§ WHAT YOU SHOULD DO: Copy the entries below word for word, beginning with the line that contains "For every instance of the forested" and continuing through the last line of the entries.

§ SUPPLIED MATERIAL:
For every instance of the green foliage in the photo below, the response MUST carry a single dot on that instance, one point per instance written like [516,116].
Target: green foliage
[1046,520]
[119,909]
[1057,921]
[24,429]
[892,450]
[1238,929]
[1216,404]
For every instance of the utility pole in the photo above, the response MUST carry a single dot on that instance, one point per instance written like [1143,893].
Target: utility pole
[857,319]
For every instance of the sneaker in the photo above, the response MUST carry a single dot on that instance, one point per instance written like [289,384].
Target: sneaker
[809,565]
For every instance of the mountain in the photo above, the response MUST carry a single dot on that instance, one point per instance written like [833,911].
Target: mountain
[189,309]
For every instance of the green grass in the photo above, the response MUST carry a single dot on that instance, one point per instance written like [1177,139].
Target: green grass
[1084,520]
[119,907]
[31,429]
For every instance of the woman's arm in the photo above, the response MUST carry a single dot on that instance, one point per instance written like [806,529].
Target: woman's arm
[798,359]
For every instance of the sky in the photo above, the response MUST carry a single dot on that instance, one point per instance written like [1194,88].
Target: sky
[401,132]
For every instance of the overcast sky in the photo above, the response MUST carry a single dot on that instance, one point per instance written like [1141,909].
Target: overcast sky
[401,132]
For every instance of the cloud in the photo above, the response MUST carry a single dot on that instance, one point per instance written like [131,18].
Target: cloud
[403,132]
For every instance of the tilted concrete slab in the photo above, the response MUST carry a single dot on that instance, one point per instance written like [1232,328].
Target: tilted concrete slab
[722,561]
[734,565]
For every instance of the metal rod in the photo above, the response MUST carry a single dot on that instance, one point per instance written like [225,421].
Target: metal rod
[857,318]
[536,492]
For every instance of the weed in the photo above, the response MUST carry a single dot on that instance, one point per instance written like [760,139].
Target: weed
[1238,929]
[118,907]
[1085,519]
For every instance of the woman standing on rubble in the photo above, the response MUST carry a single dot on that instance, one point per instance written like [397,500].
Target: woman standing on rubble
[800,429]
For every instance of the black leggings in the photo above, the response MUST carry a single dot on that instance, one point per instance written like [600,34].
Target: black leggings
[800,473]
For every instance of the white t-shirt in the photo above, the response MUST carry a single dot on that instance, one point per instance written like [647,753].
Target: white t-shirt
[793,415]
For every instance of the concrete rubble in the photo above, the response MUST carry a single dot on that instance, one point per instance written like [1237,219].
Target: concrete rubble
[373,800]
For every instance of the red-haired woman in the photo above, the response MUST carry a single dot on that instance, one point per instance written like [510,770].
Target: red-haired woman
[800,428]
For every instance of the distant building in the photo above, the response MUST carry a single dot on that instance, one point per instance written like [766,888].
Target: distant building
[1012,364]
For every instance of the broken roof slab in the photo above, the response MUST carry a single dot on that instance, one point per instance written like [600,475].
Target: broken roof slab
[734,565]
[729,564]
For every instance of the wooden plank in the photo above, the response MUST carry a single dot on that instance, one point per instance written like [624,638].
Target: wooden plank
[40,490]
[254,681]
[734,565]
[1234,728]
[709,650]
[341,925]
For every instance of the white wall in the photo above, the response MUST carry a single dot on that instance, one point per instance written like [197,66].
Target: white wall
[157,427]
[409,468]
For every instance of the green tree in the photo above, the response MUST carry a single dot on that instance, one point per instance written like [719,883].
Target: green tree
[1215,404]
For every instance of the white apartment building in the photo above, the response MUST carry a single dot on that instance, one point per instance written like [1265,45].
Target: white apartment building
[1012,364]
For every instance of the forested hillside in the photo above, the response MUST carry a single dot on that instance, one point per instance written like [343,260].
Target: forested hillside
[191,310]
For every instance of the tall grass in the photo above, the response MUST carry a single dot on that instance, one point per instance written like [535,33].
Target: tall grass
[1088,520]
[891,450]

§ CORRECT RESULT:
For every instance of the forested hillside in the photo above, the response MUST carry a single dot on that instance, one point per instance written like [343,260].
Target: forested hillside
[191,310]
For every instance of the tall grass in the photo above, the response MUST carry a single dot on that instance, one point per instance written like [535,33].
Target: tall grass
[1088,520]
[891,450]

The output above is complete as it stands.